Text for analysis ->
%%

# 78 25 hp Evinrude what type of oil do you use?



## Topshelf (May 24, 2005)

I have a 1978 25 hp Evinrude. The thing runs great, starts 1st or second pull, but it doesnt idle down low very good. Not really a problem since I use a elec trolling motor for slow stuff. I have been running the evinrude brand of oil at 50 to 1 for the last few tanks. When I was changing the plugs in it yesterday I noticed that the plugs seem pretty dark when I pulled the old ones. 

#1 What brand of oil do you guys use for the older outboards?

#2 Whats the normal plug look like on one of these older motors? I'm use to seeing plugs on newer 2 strokes that are much whiter in color.

#3 I have heard of guys running leaner mixtures to make them idle better but I hate to fry a piston over it. Does anyone runner leaner mixes?


----------



## alex-v (Mar 24, 2005)

> #2 Whats the normal plug look like on one of these older motors?


I am thinking of taking some of my pulled plugs to the dealer and asking their mechanic to take a look at them. Something you might want to think about.


----------



## andy capp (Aug 14, 2002)

I would say it is running rich. try 1 heat range hotter plugs and have the carb looked at. You can run by adjusting screws on th carb.


----------



## Topshelf (May 24, 2005)

Yesterday i took the cover off and checked out the carb. The rich / lean knob is turned all the way to lean right now. 

After looking at the evinrude oil bottle that I used the last time I for mixture rates I wonder if I had a brain fart  and mixed double the oil I should have for 6 gallons? I'm not really sure of that though because I would think that double the oil would have made it way to rich and killed the plugs?

%%

Data extract ->
%%

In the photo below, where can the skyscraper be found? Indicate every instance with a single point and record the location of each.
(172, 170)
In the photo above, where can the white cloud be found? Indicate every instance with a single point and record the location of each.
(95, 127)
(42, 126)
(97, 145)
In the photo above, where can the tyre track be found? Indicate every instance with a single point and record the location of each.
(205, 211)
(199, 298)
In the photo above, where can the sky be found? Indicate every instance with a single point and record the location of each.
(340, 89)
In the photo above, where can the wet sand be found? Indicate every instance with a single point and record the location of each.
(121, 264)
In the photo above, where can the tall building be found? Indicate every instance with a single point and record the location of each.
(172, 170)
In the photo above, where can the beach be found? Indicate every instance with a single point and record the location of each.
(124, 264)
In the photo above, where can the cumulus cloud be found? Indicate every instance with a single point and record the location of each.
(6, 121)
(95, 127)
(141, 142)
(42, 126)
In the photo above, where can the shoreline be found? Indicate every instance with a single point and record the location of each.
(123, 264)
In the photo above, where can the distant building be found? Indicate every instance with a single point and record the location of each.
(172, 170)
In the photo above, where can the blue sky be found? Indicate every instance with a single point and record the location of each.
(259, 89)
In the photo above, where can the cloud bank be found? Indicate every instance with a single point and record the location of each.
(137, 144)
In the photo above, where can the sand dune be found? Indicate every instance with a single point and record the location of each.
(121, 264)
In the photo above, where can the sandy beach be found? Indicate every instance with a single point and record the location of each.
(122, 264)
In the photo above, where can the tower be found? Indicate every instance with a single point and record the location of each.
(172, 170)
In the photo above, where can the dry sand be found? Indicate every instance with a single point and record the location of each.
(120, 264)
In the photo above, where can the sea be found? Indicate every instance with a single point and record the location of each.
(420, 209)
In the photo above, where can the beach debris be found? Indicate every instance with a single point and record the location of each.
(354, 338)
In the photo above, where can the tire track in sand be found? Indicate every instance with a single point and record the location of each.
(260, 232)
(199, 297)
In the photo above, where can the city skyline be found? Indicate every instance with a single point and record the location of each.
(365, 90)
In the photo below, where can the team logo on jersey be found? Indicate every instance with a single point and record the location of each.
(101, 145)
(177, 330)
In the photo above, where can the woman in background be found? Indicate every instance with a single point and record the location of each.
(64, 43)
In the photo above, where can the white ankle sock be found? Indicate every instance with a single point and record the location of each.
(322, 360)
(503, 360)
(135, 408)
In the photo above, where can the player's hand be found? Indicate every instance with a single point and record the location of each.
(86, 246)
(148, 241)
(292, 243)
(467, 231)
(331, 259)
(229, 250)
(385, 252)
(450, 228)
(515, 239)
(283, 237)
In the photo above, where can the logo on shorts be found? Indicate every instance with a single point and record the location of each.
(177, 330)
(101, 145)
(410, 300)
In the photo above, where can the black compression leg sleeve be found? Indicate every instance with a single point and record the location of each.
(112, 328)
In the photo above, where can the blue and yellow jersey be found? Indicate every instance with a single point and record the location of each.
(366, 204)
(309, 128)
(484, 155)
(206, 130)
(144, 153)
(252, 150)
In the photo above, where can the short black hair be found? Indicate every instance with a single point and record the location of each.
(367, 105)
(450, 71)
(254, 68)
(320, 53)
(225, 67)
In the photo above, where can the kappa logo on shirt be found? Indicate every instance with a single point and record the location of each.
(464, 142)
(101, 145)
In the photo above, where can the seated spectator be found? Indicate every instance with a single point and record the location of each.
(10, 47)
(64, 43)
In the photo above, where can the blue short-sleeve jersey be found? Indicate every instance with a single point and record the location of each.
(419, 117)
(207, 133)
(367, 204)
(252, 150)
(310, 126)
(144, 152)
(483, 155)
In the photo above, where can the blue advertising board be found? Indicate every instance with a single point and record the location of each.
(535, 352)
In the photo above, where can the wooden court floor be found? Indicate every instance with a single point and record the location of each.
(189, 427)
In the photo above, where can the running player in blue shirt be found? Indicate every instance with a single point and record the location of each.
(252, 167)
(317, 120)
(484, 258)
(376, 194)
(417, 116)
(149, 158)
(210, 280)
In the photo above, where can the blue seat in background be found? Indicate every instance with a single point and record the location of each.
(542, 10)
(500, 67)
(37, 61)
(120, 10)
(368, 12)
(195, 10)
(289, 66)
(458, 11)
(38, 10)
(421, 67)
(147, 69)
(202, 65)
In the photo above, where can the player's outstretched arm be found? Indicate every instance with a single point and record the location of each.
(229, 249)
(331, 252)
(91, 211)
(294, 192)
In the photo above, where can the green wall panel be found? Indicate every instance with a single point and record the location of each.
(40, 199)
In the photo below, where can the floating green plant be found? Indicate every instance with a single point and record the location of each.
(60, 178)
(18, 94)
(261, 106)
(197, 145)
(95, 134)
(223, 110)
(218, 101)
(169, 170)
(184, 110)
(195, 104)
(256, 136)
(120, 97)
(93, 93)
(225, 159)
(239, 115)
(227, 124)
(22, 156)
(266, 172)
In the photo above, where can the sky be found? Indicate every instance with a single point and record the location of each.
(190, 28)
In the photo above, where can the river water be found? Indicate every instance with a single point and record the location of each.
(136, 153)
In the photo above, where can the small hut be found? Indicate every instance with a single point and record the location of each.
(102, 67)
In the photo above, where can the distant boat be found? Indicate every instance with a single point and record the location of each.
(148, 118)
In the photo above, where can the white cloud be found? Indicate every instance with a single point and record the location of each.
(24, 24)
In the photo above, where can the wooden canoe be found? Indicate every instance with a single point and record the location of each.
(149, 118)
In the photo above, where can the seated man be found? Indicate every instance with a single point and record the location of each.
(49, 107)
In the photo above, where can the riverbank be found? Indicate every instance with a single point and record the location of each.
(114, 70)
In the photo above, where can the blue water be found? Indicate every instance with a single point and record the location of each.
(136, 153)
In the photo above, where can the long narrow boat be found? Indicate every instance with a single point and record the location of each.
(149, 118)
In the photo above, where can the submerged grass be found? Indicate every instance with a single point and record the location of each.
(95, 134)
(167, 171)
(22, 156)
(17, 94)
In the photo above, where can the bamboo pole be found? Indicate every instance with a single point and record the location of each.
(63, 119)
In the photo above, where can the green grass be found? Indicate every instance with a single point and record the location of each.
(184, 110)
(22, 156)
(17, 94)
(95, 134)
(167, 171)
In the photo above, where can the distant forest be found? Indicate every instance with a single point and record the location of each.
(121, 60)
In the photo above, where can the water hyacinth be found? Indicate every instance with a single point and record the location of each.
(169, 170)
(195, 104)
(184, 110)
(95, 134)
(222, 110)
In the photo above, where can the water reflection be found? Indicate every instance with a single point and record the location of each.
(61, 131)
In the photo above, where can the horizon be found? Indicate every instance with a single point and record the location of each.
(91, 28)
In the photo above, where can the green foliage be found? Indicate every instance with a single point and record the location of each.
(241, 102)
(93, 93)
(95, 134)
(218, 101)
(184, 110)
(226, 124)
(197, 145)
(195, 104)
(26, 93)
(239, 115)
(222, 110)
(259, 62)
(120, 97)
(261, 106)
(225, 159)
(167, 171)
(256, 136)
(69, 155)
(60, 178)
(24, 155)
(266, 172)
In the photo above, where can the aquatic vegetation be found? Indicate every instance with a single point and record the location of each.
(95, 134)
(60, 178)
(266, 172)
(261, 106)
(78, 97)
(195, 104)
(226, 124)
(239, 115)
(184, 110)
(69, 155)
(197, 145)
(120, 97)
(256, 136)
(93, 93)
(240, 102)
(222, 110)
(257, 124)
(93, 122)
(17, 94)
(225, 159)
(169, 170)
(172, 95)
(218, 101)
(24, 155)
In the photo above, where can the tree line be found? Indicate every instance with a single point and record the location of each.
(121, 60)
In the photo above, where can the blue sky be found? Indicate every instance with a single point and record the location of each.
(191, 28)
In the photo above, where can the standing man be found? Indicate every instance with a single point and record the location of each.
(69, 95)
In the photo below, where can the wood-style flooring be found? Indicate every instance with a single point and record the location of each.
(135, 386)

%%
%%

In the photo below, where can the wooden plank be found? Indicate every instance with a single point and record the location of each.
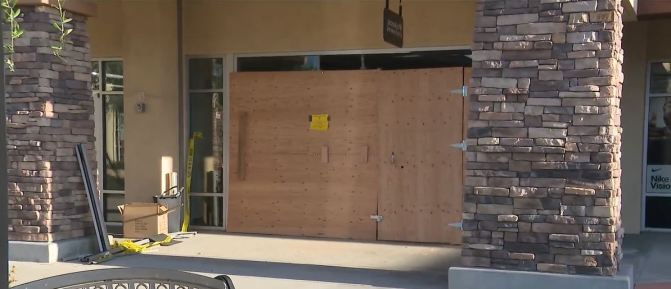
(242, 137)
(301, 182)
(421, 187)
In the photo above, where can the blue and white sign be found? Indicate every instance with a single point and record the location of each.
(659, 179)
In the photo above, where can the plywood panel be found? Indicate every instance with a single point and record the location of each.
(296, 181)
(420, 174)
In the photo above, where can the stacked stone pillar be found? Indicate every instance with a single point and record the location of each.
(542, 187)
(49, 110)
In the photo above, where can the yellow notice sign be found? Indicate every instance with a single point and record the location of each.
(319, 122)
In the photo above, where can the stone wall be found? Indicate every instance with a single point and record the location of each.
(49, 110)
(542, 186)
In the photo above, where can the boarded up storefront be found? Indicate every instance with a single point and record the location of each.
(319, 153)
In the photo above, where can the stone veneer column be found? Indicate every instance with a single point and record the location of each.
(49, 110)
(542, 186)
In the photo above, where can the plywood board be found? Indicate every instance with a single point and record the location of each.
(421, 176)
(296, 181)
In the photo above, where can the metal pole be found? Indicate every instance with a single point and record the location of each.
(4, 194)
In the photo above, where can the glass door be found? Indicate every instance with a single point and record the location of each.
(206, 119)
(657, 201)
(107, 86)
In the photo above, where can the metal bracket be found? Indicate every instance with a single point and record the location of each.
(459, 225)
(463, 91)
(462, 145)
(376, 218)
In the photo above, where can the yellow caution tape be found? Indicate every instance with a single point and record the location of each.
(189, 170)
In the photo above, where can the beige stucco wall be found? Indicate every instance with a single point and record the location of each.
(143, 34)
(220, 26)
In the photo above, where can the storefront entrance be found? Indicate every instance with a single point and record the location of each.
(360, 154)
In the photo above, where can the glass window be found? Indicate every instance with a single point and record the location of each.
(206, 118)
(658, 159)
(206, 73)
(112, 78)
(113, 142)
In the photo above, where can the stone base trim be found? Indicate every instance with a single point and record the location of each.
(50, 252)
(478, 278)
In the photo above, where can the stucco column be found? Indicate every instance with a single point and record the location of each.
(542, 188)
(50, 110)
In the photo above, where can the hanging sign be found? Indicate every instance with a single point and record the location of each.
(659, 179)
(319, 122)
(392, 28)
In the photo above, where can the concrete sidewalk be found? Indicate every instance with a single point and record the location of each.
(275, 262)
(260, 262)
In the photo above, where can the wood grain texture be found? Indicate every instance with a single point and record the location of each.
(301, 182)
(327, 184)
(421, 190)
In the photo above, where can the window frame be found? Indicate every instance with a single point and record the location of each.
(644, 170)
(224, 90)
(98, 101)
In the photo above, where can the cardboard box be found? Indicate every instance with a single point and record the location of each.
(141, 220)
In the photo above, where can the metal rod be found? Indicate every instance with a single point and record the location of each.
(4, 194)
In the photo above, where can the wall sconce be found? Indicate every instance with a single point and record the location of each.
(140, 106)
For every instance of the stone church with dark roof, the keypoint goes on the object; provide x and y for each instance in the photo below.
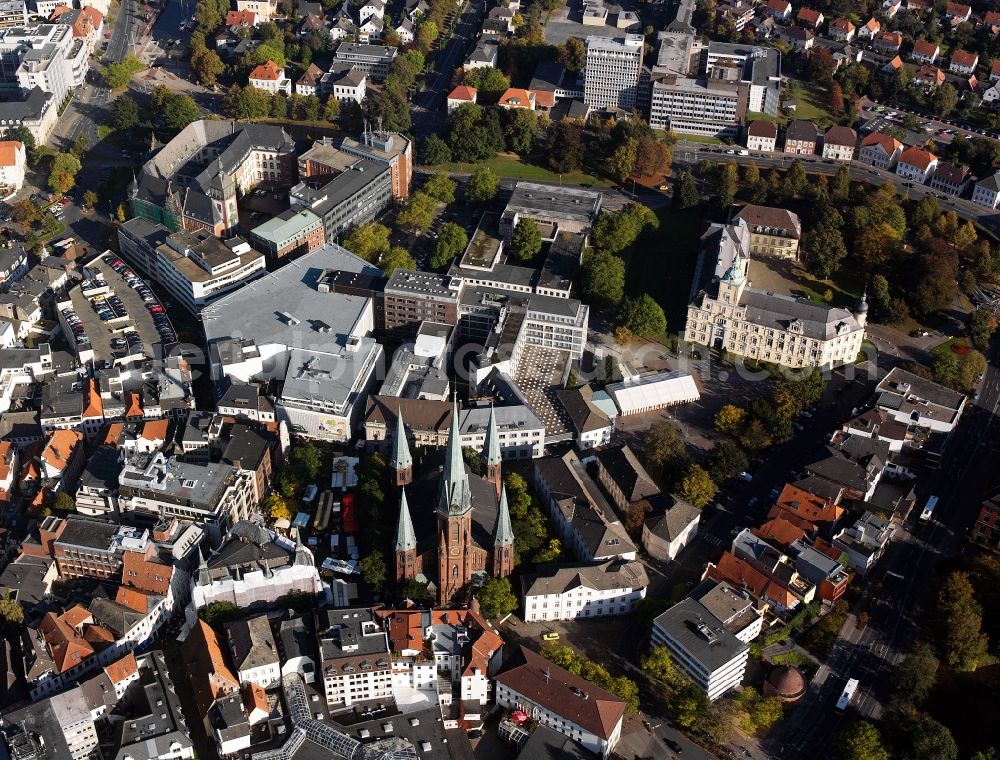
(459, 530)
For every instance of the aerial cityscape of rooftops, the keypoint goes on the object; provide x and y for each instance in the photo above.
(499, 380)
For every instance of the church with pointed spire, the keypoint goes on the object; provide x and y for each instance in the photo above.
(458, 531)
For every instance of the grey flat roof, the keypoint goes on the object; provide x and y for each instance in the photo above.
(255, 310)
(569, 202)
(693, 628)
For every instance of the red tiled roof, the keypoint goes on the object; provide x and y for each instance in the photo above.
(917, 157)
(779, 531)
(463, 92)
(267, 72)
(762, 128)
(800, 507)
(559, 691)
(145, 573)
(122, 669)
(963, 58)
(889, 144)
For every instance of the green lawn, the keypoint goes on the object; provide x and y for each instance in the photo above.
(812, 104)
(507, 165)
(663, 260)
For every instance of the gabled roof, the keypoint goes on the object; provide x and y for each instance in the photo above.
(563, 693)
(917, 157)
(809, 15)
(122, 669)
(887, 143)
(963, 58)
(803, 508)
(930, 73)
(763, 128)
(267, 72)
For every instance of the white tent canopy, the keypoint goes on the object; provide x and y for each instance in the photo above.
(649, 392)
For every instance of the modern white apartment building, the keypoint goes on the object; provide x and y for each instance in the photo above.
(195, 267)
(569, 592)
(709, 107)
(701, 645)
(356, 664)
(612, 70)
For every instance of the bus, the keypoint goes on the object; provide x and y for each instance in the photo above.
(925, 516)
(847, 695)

%%

Questions ->
(A) Translate this sentence from the Evinrude outboard thread into Spanish: "The rich / lean knob is turned all the way to lean right now."
(B) Pick up the Evinrude outboard thread at its last sentence and continue it.
The records come from a different source than the text.

Answers to the tasks ->
(A) En este momento, la perilla de mezcla rica/pobre está girada completamente hacia pobre.

(B)
I'm going to go out and take some pic's of the old plugs and the new ones I just ran yesterday and will post them,


----------



## waterfoul (May 18, 2005)

To check the plugs you MUST run the motor wide open and then shut it off without slowing down. Slowing down only darkens them up in short order. If you checked them after idling back to the ramp or running it at a low idle, or even medium idle on the hose, chances are they will be dark. No load on them, they won't burn all the fuel/oil. Take it out to the lake, run it wide open for 2 minutes, shut it off, pull a plug. Should be dark chocolate milk color... and not dripping wet. A little damp is o.k. But not wet.

I've been running Citgo 2 stroke oil the last two seasons thru my Merc 50 and the Mariner 45 with no issues. Neither motor loads up, both idle well. But, I always run 50:1 (or as close as humanly possible). No more, no less.


----------



## Topshelf (May 24, 2005)

waterfoul said:


> Take it out to the lake, run it wide open for 2 minutes, shut it off, pull a plug. Should be dark chocolate milk color... and not dripping wet. A little damp is o.k. But not wet.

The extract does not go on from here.